[Stored items]
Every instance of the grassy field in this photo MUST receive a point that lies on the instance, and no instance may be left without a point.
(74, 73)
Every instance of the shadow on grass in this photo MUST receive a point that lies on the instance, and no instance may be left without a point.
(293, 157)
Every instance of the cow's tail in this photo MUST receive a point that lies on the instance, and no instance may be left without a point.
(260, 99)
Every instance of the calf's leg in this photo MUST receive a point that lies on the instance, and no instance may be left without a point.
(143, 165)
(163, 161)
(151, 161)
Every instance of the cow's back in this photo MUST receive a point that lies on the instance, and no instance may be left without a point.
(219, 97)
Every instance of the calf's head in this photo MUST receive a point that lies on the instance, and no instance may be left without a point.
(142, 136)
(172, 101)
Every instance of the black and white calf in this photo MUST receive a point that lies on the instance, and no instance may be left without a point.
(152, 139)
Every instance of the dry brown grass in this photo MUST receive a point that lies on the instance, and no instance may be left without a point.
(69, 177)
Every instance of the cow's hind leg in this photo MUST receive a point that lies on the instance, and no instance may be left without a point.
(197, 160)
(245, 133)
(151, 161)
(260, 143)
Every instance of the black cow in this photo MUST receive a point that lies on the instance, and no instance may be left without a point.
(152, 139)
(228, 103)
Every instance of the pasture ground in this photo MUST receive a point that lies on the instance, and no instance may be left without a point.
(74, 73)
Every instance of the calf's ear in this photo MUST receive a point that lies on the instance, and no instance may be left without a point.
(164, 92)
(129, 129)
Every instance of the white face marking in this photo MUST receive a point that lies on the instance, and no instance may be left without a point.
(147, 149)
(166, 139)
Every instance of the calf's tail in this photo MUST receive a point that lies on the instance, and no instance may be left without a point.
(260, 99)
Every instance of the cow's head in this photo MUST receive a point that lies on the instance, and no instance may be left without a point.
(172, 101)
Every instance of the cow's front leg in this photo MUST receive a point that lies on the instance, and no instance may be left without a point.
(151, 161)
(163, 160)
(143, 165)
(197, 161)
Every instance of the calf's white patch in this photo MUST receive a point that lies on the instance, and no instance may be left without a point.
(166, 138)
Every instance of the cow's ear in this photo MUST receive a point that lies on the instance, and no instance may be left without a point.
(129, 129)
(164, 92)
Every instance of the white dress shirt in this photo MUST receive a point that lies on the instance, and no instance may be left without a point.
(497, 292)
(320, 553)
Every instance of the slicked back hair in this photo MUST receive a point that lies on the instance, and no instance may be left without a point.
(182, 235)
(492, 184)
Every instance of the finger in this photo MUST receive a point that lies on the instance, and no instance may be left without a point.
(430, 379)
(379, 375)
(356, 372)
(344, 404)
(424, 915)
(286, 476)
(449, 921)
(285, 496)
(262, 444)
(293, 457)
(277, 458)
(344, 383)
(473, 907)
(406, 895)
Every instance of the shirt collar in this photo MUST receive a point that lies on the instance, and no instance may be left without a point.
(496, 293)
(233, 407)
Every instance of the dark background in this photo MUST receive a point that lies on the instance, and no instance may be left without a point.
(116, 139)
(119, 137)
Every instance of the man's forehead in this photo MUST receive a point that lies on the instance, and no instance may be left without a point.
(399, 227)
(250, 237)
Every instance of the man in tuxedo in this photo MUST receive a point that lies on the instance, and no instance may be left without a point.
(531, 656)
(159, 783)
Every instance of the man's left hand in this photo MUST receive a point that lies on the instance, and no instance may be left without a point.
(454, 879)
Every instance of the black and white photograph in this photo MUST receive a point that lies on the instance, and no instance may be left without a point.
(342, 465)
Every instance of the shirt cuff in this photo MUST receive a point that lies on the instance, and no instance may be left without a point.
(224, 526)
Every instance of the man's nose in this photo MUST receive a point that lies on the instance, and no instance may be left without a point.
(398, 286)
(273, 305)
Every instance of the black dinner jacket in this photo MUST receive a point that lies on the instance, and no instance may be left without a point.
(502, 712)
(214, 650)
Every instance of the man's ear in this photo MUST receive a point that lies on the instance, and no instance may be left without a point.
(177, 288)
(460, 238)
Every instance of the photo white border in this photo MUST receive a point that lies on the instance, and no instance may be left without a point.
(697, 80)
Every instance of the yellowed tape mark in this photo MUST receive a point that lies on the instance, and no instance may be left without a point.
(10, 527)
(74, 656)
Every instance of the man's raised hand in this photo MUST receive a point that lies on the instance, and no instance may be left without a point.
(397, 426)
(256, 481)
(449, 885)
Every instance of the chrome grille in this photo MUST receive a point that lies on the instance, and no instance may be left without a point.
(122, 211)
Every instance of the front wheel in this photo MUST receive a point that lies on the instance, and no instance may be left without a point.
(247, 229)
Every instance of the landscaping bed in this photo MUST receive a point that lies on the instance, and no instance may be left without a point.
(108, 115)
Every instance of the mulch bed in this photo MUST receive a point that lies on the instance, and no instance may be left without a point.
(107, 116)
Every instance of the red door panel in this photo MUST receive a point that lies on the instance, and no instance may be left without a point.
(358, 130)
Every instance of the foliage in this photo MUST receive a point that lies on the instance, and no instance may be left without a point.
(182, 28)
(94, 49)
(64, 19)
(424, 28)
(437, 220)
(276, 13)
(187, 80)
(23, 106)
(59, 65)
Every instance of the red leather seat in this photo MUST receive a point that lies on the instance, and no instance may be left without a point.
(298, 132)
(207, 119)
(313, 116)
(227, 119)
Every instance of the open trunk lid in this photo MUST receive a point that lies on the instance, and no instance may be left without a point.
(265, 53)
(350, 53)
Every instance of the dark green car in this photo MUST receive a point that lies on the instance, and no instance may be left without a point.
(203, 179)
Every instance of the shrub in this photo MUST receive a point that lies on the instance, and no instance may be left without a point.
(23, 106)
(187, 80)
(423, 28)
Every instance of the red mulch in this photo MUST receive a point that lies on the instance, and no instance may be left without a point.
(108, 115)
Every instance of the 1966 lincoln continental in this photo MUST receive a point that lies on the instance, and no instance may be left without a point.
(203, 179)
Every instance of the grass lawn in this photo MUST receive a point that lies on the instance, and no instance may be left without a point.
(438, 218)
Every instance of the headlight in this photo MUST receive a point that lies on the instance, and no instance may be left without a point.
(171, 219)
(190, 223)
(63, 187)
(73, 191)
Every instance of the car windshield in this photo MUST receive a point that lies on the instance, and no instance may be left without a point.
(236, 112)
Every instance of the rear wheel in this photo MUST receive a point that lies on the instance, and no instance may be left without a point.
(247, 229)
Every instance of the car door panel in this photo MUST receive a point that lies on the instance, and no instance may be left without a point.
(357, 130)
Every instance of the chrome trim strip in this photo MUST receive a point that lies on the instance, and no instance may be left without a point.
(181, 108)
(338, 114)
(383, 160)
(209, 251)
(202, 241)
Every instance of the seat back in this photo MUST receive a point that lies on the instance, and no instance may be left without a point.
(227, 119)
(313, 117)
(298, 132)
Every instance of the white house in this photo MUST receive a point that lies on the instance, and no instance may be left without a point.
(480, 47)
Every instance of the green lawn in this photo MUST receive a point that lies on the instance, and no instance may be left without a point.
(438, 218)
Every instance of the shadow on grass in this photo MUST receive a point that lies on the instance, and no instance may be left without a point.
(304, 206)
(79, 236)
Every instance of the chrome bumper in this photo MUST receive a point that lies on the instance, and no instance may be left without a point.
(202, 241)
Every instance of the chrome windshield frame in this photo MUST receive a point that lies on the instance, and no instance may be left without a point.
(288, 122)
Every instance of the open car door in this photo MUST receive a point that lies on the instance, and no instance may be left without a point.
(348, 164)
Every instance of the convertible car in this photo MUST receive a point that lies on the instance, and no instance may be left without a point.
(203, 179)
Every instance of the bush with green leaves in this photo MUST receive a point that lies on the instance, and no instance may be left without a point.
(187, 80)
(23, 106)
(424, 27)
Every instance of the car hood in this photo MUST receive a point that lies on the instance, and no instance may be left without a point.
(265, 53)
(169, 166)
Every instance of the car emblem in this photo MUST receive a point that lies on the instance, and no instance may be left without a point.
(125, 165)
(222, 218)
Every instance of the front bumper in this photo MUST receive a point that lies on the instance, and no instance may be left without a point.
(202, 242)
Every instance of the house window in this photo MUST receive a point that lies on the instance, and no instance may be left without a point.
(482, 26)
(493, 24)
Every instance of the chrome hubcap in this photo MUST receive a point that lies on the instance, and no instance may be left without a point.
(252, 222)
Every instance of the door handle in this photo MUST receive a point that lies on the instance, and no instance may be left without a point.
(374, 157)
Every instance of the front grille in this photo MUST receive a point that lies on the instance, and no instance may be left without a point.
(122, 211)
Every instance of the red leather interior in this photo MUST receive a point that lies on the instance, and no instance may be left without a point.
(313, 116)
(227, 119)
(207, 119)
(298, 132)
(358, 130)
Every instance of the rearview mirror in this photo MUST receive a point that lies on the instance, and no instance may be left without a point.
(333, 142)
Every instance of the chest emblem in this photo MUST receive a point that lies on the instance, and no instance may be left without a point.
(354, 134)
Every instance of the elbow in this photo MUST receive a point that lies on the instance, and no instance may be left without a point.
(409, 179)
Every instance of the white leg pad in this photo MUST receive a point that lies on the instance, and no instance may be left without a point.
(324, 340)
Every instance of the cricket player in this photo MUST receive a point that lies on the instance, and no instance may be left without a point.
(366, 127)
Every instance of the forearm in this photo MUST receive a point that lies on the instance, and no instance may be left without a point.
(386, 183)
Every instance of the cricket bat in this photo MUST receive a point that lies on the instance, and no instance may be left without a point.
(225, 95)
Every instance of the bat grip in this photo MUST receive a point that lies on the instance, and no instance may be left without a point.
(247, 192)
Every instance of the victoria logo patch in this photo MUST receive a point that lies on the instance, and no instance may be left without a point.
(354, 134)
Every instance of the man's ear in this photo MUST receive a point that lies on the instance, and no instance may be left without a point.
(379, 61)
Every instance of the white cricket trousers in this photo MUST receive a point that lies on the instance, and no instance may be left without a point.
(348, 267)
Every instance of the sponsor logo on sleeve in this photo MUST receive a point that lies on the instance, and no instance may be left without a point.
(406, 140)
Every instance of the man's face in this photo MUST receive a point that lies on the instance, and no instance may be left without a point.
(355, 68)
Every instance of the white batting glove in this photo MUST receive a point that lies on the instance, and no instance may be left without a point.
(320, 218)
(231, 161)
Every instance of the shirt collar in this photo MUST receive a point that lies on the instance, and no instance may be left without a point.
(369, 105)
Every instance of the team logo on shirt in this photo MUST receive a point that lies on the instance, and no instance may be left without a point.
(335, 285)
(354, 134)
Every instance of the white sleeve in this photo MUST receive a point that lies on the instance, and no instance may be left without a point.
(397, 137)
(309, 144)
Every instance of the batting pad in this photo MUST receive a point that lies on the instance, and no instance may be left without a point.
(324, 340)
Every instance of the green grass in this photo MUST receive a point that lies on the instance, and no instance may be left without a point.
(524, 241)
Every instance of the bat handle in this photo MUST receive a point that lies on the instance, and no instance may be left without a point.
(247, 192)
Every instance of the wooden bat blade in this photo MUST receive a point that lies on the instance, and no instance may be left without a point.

* WHAT YOU NEED TO DO
Reproduce, word for word, every line starting at the line that contains "Every instance of the white sleeve" and ending with the final line of the entries.

* WRITTEN ANSWER
Every instance of the white sleeve in this photo MUST receive a point that lies on the instance, and no instance may be left without a point.
(397, 137)
(309, 144)
Every instance of the batting pad in this photo MUST receive a point that lies on the instance, and no instance may be left without a point.
(324, 340)
Every instance of the green grass in this photo MUST receive a point that lies on the instance, and no instance may be left without a point.
(524, 241)
Every instance of the bat handle in this photo MUST receive a point that lies on the instance, and no instance may be left without a point.
(247, 192)
Every instance of the wooden bat blade in this photo MUST receive a point that lies on the instance, and no instance may be left without a point.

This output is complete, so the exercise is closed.